▸ WORK REQUEST:
The entries are to be reproduced word for word, with all images left out.

▸ INFORMATION SHOWN:
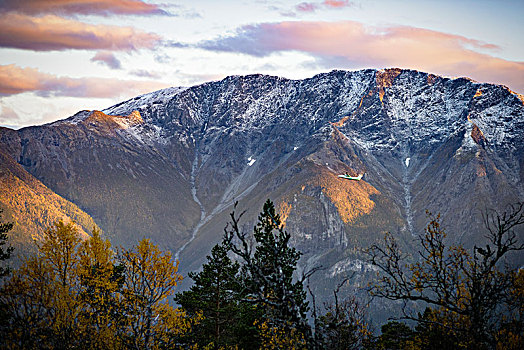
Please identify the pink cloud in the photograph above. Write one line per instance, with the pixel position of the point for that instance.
(84, 7)
(107, 58)
(312, 6)
(351, 44)
(55, 33)
(337, 3)
(307, 7)
(15, 80)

▸ REPLY TO THE TASK:
Please identify the pink cloud in the photograph above. Write one line per instance, with the pixel position of the point for that instance.
(84, 7)
(107, 58)
(312, 6)
(351, 44)
(55, 33)
(337, 3)
(307, 7)
(15, 80)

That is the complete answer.